[Übungstext]

Freut sich voller „Demut und Respekt“ auf sein Amt als 29. Kreuzkantor, der er am 1. September wird: Martin Lehmann. © Astrid Ackermann

Der 48-jährige Kirchenmusiker Martin Lehmann wird am 1. September neuer Leiter des Dresdner Kreuzchores. Er kehrt zurück, denn er war von 1983 bis 1992 Kruzianer, kennt also „die Mauern von innen“ und hat die „Kinderperspektive verinnerlicht“. Seine Aufgabe dürfte durch Corona schwer genug sein. „Der Chor muss quasi von Grunde her neu aufgebaut werden“, sagt Dresdens Kulturbürgermeisterin Annekatrin Klepsch. Im ersten Interview des designierten Kreuzkantors äußert der sich über die Kruzianer im Ausnahmezustand, den täglich neu aufzubauenden Chor und was den Kreuzchor von den Wiener Sängerknaben unterscheidet.

Herr Lehmann, Sie leiten mit dem Windsbacher einen der wichtigsten deutschen Knabenchöre. Warum wollten Sie unbedingt Kreuzkantor werden?

Das liegt sicherlich auch darin begründet, dass ich als Kruzianer aufgewachsen bin und mit dem Chor eine leidenschaftliche Verbindung in der Kindheit und Jugend eingegangen bin. Insofern habe ich, als die Anfrage kam, ob ich mich für dieses Auswahlverfahren offen zeige, nicht lange überlegt. Zumal auch familiär vieles zusammenkam. Wenn die Kinder aus dem Haus gehen, kann man sich noch einmal neu sortieren. Ich bin jetzt in einem Alter, wo man entweder springt oder es vermutlich dazu nicht mehr kommen wird. Tatsächlich aber wird mir der Abschied im Sommer in Windsbach schwerfallen. Die Zusammenarbeit mit den Jungen, Mitarbeitenden und den Eltern macht Freude.

Der designierte Kreuzkantor Martin Lehmann schwärmt von seinem neuen Job mit den Kruzianern.
Der designierte Kreuzkantor Martin Lehmann schwärmt von seinem neuen Job mit den Kruzianern. © www.loesel-photographie.de

Was haben Sie aus Ihrer Kruzianer-Zeit mitgenommen?

[Gegebene Daten]
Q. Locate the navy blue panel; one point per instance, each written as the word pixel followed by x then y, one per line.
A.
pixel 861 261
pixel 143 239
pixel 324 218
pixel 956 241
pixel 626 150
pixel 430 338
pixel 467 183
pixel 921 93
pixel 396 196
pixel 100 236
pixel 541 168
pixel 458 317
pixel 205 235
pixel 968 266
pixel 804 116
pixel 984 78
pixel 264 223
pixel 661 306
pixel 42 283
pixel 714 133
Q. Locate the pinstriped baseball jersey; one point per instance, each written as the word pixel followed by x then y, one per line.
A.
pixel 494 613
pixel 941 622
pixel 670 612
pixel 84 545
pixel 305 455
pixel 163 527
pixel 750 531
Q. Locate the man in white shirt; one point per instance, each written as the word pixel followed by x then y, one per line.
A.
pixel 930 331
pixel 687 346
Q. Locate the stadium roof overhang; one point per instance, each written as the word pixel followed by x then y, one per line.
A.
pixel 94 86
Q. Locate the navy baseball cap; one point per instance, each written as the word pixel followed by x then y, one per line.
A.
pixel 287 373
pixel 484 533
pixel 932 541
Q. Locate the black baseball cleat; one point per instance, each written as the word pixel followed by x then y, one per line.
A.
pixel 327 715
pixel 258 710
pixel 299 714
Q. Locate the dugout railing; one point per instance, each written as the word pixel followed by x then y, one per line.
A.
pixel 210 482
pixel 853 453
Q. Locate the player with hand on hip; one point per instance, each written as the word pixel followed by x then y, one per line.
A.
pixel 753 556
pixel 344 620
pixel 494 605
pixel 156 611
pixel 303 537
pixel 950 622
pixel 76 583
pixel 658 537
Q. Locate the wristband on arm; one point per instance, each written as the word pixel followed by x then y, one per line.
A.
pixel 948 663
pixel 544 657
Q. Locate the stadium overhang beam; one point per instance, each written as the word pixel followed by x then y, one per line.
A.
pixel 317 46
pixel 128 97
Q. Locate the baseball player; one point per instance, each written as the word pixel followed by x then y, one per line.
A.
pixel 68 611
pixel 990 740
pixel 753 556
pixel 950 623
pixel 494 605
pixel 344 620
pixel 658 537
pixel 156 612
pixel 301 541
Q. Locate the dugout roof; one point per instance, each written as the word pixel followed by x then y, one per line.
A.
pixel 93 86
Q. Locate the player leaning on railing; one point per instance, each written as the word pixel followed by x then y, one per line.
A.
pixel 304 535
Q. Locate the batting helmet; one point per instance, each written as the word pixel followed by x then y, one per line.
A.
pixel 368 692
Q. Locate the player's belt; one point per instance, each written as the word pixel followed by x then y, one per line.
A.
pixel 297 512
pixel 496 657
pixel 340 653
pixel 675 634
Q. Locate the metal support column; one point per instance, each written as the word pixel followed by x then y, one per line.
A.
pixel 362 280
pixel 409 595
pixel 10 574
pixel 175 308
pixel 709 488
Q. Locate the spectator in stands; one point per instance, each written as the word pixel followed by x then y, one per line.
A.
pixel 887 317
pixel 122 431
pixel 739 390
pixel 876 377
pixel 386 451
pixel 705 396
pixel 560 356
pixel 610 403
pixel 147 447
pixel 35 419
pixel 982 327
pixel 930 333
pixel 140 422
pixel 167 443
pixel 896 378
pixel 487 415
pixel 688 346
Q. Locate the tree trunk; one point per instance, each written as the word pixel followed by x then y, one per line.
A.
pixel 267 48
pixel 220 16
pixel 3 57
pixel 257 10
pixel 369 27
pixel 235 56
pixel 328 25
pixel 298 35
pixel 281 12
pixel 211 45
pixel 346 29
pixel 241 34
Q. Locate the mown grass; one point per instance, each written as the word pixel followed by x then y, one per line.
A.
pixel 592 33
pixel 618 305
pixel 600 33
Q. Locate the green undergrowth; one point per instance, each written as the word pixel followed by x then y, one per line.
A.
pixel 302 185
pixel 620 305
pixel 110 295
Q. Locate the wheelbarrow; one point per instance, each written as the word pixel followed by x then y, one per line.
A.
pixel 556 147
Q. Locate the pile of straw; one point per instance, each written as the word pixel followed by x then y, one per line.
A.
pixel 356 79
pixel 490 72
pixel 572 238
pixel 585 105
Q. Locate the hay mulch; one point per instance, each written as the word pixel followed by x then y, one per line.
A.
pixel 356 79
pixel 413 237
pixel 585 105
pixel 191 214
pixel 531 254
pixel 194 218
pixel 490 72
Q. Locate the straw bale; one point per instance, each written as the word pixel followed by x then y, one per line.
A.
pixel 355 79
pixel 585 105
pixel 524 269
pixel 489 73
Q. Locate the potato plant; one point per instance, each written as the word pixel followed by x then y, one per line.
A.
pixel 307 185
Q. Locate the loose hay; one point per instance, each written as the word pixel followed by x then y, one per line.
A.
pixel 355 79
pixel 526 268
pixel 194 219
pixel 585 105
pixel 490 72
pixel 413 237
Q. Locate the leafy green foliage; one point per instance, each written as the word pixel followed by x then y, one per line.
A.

[Aufgaben]
(1) Beantworte die folgenden Fragen zum Übungstext.
(a) In welchen Jahren war Martin Lehmann Kruzianer?
(b) Wer sagt, der Chor müsse quasi von Grunde her neu aufgebaut werden?
(c) Wo wird Martin Lehmann der Abschied im Sommer schwerfallen?
(2) Schreibe aus dem Übungstext den Abschnitt von „Freut sich voller“ bis einschließlich „unbedingt Kreuzkantor werden?“ ab.
Verwende allein den Übungstext.

[Antworten]
(1)
(a) Von 1983 bis 1992.
(b) Annekatrin Klepsch, die Kulturbürgermeisterin von Dresden.
(c) In Windsbach.

(2)
Freut sich voller „Demut und Respekt“ auf sein Amt als 29. Kreuzkantor, der er am 1. September wird: Martin Lehmann. © Astrid Ackermann

Der 48-jährige Kirchenmusiker Martin Lehmann wird am 1. September neuer Leiter des Dresdner Kreuzchores. Er kehrt zurück, denn er war von 1983 bis 1992 Kruzianer, kennt also „die Mauern von innen“ und hat die „Kinderperspektive verinnerlicht“. Seine Aufgabe dürfte durch Corona schwer genug sein. „Der Chor muss quasi von Grunde her neu aufgebaut werden“, sagt Dresdens Kulturbürgermeisterin Annekatrin Klepsch. Im ersten Interview des designierten Kreuzkantors äußert der sich über die Kruzianer im Ausnahmezustand, den täglich neu aufzubauenden Chor und was den Kreuzchor von den Wiener Sängerknaben unterscheidet.

Herr Lehmann, Sie leiten mit dem Windsbacher einen der wichtigsten deutschen Knabenchöre. Warum wollten Sie unbedingt Kreuzkantor werden?